ACLU: "Q- The Second Amendment says 'the right of the people to keep and bear arms shall not be infringed.' Doesn't it mean just that?

A- There is more to the Second Amendment than just the last 14 words. Most of the debate on the Amendment has focused on its final phrase and entirely ignores the first phrase: 'A well regulated militia, being necessary to the security of a free State...' And to dissect the Amendment is to destroy its context.

While some scholars have suggested that the Amendment gives individuals the constitutional right to bear arms, still others have argued for discarding the Amendment as irrelevant and out of date.

However, the vast majority of constitutional experts agree that the right to keep and bear arms was intended to apply only to members of state-run citizen militias."

DC: The ACLU places unwarranted emphasis on the Amendment's subordinate preamble while providing no evidence for its opinions. In his book Stopping Power: Why 70 Million Americans Own Guns, author J. Neil Schulman asked two of the country's foremost English usage experts to interpret the meaning of the Second Amendment. Their independently-derived conclusions supported "what many knew all along: the Constitution of the United States unconditionally protects the people's right to keep and bear arms, forbidding all government formed under the Constitution from abridging that right."

Perhaps it would be instructive to look at intellectual precedents of the Amendment, and to realize that their development into final form was an evolutionary process, subject to debate and revision. This also provides insight into what was common understanding at the time.

Article 17 of the North Carolina Convention's August 1, 1788, Bill of Rights stated in part: "That the people have the right to keep and bear arms; that a well regulated militia, composed of the body of the people, trained to arms, is the proper, natural and safe defence of a free state..."

Similarly, Article XVII of the Rhode Island Convention, May 29, 1790, declares: "That the people have a right to keep and bear arms; that a well-regulated militia, including the body of the people capable of bearing arms, is the proper, natural and safe defence of a free state..."

> [Task A] Rewrite the Second Amendment passage between "While some scholars" and "out of date.", inclusive, replacing "scholars" with "historians".
> [Task B]
In the Second Amendment passage:
(i) Which book by J. Neil Schulman is named?
(ii) What date is given for the North Carolina Convention's Bill of Rights?
(iii) Which article of the Rhode Island Convention is quoted?
> [Task C]
Does the Second Amendment passage support each statement? Answer yes or no, and quote the words that decide it.
(i) According to the ACLU, most of the debate on the Amendment has centered on its final phrase.
(ii) Schulman consulted three English usage experts.
(iii) The ACLU claims most constitutional experts believe the right applies only to members of state-run citizen militias.
Answer from the Second Amendment passage alone, not from the listing.

> [Collected material]
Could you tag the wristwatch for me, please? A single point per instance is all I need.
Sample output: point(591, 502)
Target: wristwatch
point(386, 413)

> [Answer A]
While some historians have suggested that the Amendment gives individuals the constitutional right to bear arms, still others have argued for discarding the Amendment as irrelevant and out of date.

> [Answer B]
(i) Stopping Power: Why 70 Million Americans Own Guns
(ii) August 1, 1788
(iii) Article XVII

> [Answer C]
(i) Yes: "Most of the debate on the Amendment has focused on its final phrase"
(ii) No: "asked two of the country's foremost English usage experts"
(iii) Yes: "the vast majority of constitutional experts agree that the right to keep and bear arms was intended to apply only to members of state-run citizen militias"